[Named-object pointing records]
________________

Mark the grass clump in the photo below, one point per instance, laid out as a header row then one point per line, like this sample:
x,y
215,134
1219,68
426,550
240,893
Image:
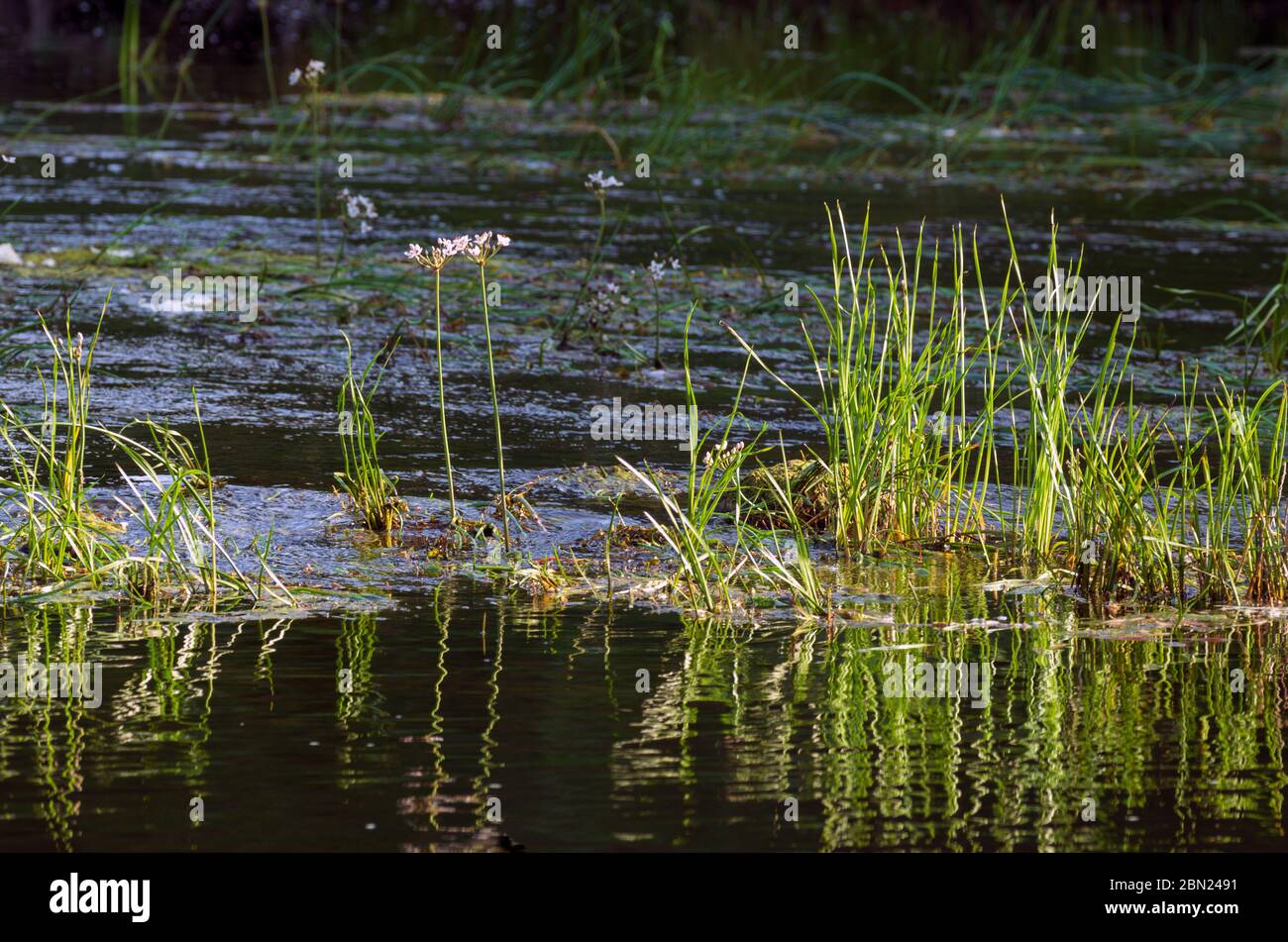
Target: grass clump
x,y
373,494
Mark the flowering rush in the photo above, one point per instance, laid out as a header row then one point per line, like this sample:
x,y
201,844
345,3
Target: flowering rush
x,y
484,246
312,73
438,255
599,184
658,267
357,206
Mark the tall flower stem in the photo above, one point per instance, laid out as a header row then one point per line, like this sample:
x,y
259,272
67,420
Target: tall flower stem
x,y
317,179
496,409
442,400
657,327
590,270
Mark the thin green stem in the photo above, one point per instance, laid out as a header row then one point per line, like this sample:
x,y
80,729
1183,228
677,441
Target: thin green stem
x,y
496,408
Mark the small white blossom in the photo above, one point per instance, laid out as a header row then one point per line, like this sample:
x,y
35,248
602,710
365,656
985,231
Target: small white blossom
x,y
597,184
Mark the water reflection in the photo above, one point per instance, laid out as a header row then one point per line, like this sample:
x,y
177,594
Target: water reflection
x,y
475,719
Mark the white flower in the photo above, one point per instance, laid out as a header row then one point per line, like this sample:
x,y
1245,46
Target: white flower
x,y
658,267
596,183
312,73
484,246
450,248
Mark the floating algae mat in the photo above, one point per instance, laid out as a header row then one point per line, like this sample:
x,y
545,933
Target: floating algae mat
x,y
612,456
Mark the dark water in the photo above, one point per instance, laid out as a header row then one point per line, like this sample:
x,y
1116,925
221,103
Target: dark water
x,y
492,697
1121,734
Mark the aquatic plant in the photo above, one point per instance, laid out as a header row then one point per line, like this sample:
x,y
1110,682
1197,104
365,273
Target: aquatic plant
x,y
599,187
707,568
481,250
53,529
373,494
436,259
312,78
657,271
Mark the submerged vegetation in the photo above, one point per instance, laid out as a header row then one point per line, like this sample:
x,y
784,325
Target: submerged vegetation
x,y
827,444
55,533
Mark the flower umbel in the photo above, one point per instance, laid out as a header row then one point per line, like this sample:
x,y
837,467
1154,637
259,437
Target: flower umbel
x,y
484,246
312,73
599,184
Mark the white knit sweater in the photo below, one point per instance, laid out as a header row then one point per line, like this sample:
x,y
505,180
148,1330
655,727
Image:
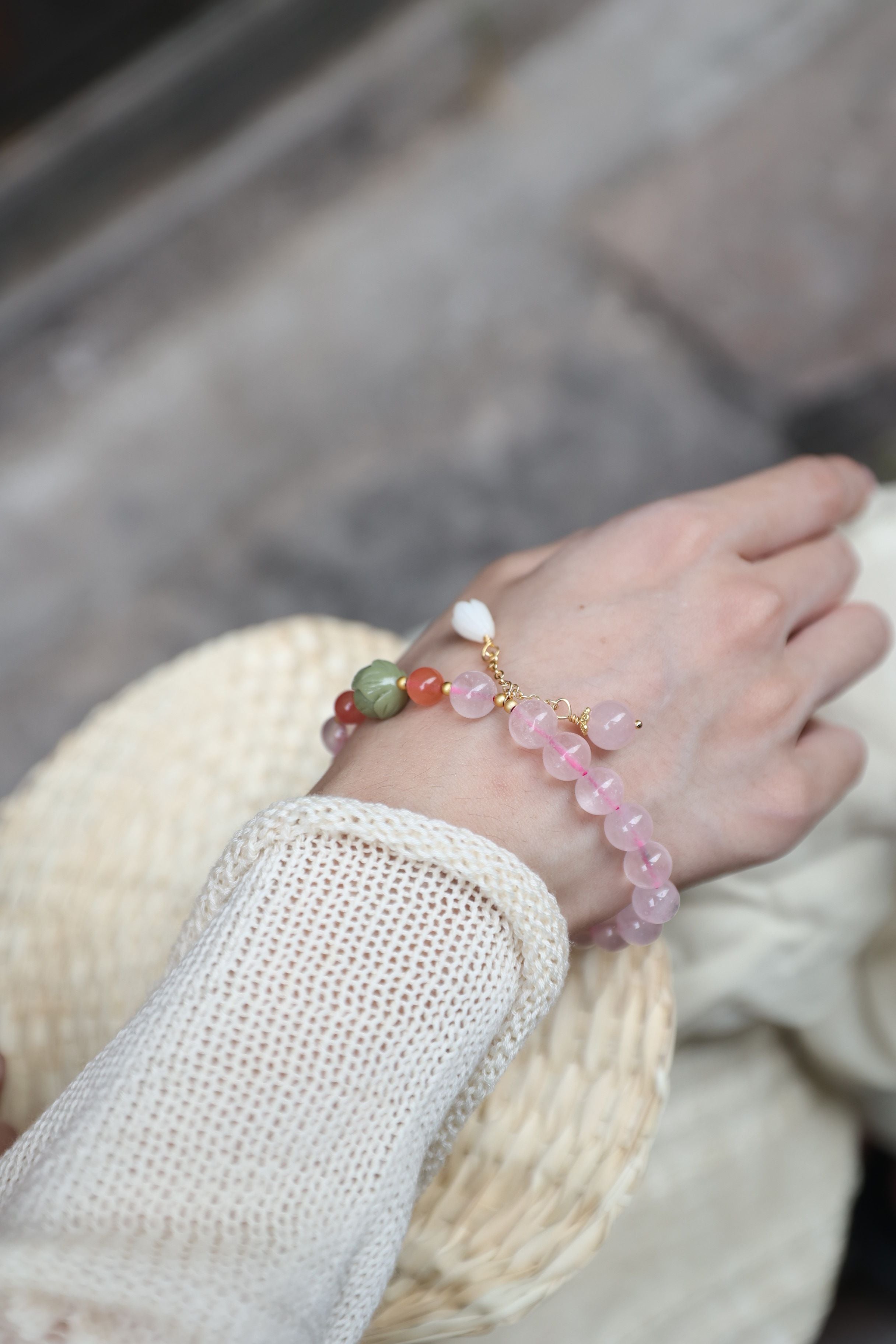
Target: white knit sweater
x,y
242,1161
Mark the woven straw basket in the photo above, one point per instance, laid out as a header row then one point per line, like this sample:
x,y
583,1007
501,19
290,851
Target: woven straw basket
x,y
105,847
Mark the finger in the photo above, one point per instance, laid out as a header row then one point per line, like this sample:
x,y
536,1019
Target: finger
x,y
836,651
812,578
831,759
789,504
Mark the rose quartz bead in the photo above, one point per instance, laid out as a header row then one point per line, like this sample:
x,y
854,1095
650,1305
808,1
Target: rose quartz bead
x,y
567,756
334,736
602,936
600,791
648,866
531,724
612,726
636,929
656,905
473,694
629,826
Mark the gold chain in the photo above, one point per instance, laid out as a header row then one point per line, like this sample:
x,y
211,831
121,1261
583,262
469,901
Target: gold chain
x,y
511,693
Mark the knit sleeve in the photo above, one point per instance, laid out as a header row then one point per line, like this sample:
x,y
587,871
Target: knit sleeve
x,y
241,1162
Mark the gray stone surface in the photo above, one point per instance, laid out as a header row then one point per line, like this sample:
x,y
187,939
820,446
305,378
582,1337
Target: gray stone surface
x,y
429,308
426,371
776,233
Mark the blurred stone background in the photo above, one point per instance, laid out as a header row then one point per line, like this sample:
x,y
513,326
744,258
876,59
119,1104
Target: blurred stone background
x,y
319,307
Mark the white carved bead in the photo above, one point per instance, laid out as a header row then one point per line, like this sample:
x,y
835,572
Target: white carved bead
x,y
472,620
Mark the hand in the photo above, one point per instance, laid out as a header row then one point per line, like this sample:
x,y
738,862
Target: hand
x,y
719,617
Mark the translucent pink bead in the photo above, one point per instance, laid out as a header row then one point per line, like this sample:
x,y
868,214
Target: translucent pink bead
x,y
612,726
334,736
531,724
629,826
648,866
636,929
602,936
657,905
473,694
567,756
600,791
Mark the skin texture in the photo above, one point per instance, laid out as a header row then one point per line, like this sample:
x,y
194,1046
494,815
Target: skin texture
x,y
722,619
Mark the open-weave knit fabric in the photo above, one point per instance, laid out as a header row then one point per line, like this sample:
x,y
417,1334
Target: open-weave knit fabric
x,y
241,1162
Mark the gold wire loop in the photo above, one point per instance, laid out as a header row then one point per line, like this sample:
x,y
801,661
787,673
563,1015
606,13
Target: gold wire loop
x,y
511,694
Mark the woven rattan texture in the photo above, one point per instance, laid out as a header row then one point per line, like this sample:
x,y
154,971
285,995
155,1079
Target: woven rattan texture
x,y
106,846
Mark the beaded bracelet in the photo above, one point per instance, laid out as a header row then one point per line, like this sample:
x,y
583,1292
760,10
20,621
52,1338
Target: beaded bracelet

________________

Description of the task >>
Your output consists solely of the lines from the one with "Mark the skin" through the last line, copied exactly.

Final result >>
Mark the skin texture in the photo above, one point per instance, laid out as a header row then one point per line, like this sample:
x,y
194,1046
494,815
Target: skin texture
x,y
722,619
Mark the open-weave knit fabric in the photo above, one point per instance, laid out as a header row then one point per line, like this sample:
x,y
417,1334
Target: open-weave knit fabric
x,y
241,1162
Mark the gold wire loop in the photo above, one point per instance, laid out as a header row then one point per line, like this sample:
x,y
801,661
787,673
563,1015
606,13
Target: gold wire loop
x,y
511,694
Mark the woven rattan texture in the photo above, one point per instance, laid out as a header row then one point per line, like this sample:
x,y
154,971
285,995
155,1079
Target: woven rattan texture
x,y
106,846
Mark the beaded bracelet in the photo above, one point per instance, laid out as a header row then one point per line, like this sample:
x,y
583,1292
760,10
20,621
52,1338
Target: beaded bracelet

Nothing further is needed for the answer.